AIM OF THE TASK: Please reproduce, word for word, the stretch of the items below from the line containing "Please drop a marker on every instance of the silver" through the line containing "<point>301,208</point>", including both of those lines.

*****

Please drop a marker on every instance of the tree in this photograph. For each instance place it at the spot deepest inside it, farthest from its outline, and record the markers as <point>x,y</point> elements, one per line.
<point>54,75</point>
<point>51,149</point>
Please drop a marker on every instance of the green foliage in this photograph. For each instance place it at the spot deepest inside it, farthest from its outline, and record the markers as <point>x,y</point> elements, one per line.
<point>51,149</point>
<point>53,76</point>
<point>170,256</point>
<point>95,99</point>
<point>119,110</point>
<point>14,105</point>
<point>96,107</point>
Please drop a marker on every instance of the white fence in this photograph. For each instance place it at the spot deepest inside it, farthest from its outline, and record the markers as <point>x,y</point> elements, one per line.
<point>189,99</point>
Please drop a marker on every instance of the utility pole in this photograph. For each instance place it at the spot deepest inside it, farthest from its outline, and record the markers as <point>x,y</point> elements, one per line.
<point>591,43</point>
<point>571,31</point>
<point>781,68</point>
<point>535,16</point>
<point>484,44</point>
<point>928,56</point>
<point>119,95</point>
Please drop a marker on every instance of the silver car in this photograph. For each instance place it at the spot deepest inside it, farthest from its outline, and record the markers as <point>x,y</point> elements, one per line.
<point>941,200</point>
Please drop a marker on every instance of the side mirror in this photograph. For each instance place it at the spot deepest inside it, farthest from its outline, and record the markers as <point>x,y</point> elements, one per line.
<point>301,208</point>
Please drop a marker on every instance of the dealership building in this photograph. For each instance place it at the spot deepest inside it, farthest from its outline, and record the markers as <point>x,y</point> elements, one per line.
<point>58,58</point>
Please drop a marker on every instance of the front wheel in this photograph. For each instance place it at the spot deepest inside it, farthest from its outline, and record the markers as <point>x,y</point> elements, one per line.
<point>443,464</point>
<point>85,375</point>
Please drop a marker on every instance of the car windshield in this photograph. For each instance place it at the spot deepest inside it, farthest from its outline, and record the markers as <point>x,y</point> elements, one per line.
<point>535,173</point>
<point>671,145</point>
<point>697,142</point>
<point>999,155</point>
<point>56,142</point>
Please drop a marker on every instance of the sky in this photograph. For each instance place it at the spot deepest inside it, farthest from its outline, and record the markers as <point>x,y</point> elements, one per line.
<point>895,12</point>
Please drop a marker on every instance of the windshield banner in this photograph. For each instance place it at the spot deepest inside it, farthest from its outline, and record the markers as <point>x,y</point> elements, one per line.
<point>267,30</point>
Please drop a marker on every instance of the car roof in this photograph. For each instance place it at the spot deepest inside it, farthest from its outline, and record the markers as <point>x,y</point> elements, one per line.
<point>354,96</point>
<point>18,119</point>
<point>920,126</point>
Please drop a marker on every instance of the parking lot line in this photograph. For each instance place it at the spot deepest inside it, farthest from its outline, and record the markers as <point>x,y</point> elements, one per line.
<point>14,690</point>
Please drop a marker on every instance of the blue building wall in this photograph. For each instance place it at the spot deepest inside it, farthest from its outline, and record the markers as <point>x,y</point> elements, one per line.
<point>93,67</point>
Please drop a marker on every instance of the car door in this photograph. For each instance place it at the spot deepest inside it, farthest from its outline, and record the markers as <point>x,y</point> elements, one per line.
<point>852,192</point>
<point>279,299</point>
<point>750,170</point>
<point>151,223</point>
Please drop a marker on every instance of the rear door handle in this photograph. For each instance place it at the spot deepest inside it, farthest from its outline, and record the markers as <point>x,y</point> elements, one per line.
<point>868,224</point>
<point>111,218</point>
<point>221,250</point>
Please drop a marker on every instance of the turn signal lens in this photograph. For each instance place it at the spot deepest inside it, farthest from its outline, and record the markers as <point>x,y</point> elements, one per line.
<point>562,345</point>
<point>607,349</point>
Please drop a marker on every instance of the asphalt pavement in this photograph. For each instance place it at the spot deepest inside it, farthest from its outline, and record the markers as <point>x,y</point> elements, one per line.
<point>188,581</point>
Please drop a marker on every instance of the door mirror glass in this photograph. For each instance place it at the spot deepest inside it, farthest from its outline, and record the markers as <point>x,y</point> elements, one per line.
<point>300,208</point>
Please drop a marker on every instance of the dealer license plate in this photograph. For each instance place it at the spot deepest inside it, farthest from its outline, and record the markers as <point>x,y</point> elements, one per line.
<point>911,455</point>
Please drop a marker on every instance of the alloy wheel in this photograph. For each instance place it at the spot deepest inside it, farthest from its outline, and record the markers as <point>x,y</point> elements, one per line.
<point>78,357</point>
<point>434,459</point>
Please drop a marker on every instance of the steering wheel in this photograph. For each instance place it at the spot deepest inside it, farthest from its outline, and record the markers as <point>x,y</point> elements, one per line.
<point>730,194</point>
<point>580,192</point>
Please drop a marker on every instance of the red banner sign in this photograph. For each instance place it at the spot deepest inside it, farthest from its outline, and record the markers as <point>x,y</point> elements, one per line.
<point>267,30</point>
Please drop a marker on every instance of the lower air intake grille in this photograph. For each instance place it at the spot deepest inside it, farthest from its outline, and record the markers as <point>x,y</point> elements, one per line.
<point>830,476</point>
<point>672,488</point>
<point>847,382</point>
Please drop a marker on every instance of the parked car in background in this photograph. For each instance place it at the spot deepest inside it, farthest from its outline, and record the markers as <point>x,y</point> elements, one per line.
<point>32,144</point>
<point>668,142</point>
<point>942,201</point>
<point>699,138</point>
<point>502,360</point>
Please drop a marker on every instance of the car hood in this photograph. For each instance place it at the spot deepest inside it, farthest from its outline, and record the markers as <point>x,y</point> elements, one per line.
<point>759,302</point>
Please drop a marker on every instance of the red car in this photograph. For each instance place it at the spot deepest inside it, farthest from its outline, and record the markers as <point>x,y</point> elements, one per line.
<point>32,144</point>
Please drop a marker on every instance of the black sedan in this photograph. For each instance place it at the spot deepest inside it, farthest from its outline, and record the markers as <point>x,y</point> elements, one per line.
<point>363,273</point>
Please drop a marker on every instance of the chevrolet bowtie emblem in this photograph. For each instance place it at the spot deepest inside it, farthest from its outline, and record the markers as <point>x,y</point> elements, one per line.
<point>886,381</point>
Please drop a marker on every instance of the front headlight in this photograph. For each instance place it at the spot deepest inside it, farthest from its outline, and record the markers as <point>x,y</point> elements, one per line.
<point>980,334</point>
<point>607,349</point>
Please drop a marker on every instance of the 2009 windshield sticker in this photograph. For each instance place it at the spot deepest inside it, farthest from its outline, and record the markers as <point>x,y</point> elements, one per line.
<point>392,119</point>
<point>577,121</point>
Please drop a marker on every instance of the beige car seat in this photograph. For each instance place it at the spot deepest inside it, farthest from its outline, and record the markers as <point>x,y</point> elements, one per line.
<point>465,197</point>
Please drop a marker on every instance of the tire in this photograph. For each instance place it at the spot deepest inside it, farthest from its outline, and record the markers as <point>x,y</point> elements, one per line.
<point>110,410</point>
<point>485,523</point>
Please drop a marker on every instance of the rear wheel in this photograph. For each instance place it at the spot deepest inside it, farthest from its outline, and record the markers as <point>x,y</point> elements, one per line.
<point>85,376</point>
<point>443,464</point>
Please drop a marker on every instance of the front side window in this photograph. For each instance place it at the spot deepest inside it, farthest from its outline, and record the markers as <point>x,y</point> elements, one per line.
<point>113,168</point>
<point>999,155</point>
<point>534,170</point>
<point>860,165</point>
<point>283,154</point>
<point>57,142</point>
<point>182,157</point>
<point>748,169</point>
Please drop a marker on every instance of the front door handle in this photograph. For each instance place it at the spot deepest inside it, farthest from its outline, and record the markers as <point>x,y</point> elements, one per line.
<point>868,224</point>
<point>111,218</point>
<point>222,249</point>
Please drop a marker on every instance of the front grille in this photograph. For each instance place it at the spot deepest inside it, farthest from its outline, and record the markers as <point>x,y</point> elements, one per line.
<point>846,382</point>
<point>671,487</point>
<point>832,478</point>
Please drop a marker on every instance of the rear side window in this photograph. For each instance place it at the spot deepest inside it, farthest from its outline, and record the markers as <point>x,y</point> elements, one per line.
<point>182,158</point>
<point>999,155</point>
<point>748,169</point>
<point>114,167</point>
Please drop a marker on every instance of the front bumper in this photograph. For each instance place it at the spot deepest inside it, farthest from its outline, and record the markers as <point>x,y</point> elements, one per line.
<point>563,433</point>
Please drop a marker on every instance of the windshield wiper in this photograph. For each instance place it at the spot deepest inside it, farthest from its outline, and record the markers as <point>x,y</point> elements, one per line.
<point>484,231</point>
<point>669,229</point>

*****

WRITTEN SOLUTION:
Please drop a marker on every instance of the silver car in this photograph. For each instance place it at the spot deepest inside it, farthest from its outline, and record the markers as <point>x,y</point> elements, one per line.
<point>941,200</point>
Please drop a marker on every instance of the side mirror in this photograph. For each instance place it at the spot deepest inside it, farthest from its outline, and record the markers as <point>x,y</point> elements, one per line.
<point>301,208</point>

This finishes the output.